Texto proporcionado

--------------------------------------------------

Esclavos cortan caña de azúcar en una plantación de la Antigua (1823).
Sangre, azúcar, dinero y ladrillos
En el Guggenheim de Bilbao cuelga un extraño tapiz. A primera vista brilla y sus formas arrugadas deslumbran en tonos rojizos, dorados y blancos. Cuando uno se acerca a su presencia imponente y se fija en las formas, se da cuenta de que las escamas de este pez extraño son en realidad tapones de botellas.
Su nombre es Piel de la tierra, y está hecho por El Anatsui, de quien se dice que es el escultor africano contemporáneo más importante, y al que el Guggenheim iba a dedicar una retrospectiva este verano. La elección de los materiales no es casual; son tapones de botellas de alcohol entrelazados.
Con su mera acumulación hablan de los males del pasado y del presente del continente. Nos remiten a sus megalópolis modernas en las que toda pieza o desecho se reutiliza, pero también a los tiempos del terrible comercio triangular que tenía un vértice en sus costas.

--------------------------------------------------

Ejercicios
1: Transcribe literalmente el fragmento del texto sobre el tapiz de El Anatsui que comienza en "Sangre, azúcar, dinero" y termina en "tapones de botellas.".
2: Prosigue el texto sobre el tapiz de El Anatsui a partir de su última oración.

--------------------------------------------------

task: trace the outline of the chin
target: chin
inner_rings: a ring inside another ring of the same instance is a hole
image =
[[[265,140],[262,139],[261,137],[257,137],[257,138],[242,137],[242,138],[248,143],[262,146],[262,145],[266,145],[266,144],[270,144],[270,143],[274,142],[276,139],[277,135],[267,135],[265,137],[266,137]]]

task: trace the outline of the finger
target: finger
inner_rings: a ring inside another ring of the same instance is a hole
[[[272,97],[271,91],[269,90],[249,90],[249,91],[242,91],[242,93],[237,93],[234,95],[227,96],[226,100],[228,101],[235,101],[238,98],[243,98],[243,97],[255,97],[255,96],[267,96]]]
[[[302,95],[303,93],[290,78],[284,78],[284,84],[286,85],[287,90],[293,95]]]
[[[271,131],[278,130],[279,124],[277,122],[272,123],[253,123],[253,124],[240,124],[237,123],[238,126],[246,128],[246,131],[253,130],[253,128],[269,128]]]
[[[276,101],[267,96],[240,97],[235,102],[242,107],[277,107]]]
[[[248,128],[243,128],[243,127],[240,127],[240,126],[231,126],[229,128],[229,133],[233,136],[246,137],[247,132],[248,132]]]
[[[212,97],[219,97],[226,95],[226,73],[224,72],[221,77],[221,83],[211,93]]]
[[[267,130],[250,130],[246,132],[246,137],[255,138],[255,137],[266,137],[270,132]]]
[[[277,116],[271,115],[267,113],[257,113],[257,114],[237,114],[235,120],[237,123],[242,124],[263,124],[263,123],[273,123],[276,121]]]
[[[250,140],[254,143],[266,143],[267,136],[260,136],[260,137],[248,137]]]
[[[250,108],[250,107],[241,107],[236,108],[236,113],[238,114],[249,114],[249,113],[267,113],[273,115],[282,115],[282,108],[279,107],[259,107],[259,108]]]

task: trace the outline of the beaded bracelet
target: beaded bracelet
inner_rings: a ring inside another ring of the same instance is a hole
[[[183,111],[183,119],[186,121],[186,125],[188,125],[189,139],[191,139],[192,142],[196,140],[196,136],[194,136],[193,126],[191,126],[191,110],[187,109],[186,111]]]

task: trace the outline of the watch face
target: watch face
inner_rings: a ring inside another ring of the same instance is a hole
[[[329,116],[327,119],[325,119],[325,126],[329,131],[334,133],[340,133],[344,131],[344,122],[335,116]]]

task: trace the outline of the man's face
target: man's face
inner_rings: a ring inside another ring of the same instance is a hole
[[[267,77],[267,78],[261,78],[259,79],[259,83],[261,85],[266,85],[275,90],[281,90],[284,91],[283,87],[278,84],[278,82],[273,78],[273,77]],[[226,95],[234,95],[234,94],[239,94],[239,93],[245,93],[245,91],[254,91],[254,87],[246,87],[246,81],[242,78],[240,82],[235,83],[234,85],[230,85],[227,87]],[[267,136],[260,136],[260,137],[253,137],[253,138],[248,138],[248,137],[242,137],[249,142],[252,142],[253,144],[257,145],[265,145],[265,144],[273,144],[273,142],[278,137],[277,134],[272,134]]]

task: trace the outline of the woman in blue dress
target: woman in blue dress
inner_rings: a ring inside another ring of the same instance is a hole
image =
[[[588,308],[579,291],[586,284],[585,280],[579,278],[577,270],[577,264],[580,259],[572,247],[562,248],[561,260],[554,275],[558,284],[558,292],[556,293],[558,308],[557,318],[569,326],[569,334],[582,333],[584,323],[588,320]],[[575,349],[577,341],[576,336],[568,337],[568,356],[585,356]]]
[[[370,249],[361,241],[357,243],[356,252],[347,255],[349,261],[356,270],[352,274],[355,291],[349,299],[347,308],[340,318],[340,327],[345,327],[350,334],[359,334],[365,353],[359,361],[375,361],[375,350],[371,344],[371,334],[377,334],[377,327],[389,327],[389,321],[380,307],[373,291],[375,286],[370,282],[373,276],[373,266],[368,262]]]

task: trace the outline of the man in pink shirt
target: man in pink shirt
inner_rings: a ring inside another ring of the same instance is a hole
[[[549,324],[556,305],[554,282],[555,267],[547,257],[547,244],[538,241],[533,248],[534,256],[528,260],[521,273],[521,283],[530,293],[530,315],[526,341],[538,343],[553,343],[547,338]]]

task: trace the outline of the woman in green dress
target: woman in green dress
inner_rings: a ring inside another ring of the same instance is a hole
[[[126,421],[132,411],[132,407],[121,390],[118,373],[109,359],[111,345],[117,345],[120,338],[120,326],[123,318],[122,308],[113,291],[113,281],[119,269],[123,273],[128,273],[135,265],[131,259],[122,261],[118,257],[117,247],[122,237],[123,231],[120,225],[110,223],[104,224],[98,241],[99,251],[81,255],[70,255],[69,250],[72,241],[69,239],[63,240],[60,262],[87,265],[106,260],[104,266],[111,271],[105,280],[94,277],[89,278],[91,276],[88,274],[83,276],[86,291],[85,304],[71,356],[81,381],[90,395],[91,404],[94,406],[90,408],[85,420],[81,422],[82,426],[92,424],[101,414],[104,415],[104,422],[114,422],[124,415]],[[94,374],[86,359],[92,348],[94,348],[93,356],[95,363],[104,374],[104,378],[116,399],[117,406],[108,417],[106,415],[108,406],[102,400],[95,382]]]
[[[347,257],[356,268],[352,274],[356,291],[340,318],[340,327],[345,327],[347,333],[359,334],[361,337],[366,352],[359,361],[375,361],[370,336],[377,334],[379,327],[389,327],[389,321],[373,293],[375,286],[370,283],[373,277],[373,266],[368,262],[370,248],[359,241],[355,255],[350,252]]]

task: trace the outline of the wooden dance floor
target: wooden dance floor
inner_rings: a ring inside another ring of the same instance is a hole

--------------------------------------------------

Respuestas esperadas
1:
Sangre, azúcar, dinero y ladrillos
En el Guggenheim de Bilbao cuelga un extraño tapiz. A primera vista brilla y sus formas arrugadas deslumbran en tonos rojizos, dorados y blancos. Cuando uno se acerca a su presencia imponente y se fija en las formas, se da cuenta de que las escamas de este pez extraño son en realidad tapones de botellas.

2:
Un comercio que llevaba personas de África a América, el segundo vértice, donde las explotaba para el cultivo de diversos productos –el más destacado y deseado de ellos, la caña de azúcar- que luego se procesaba y vendía en Europa.
El azúcar financiaba imperios y proporcionaba calorías baratas para alimentar a futuros obreros y soldados. Y se exportaba como alcohol de vuelta a África, para comprar con él aún más esclavos.
Estos días hemos visto cómo en Bristol han derribado la estatua de Edward Colston, ilustre prohombre, político, filántropo y esclavista –en cuyos barcos murieron hasta 19.000 personas cruzando el Atlántico– en las protestas del Black Lives Matter por el asesinato de George Floyd.
Colston, el hombre del que la poetisa Vanessa Kisuule ha escrito que “perfeccionó la proporción entre sangre, azúcar, dinero y ladrillos” es un perfecto ejemplo de la estela de sangre que deja el azúcar, así como de los eternos dilemas de la memoria histórica (ha habido varios intentos de agregar una segunda placa al monumento para contextualizarlo; han terminado sin acuerdo entorno al texto).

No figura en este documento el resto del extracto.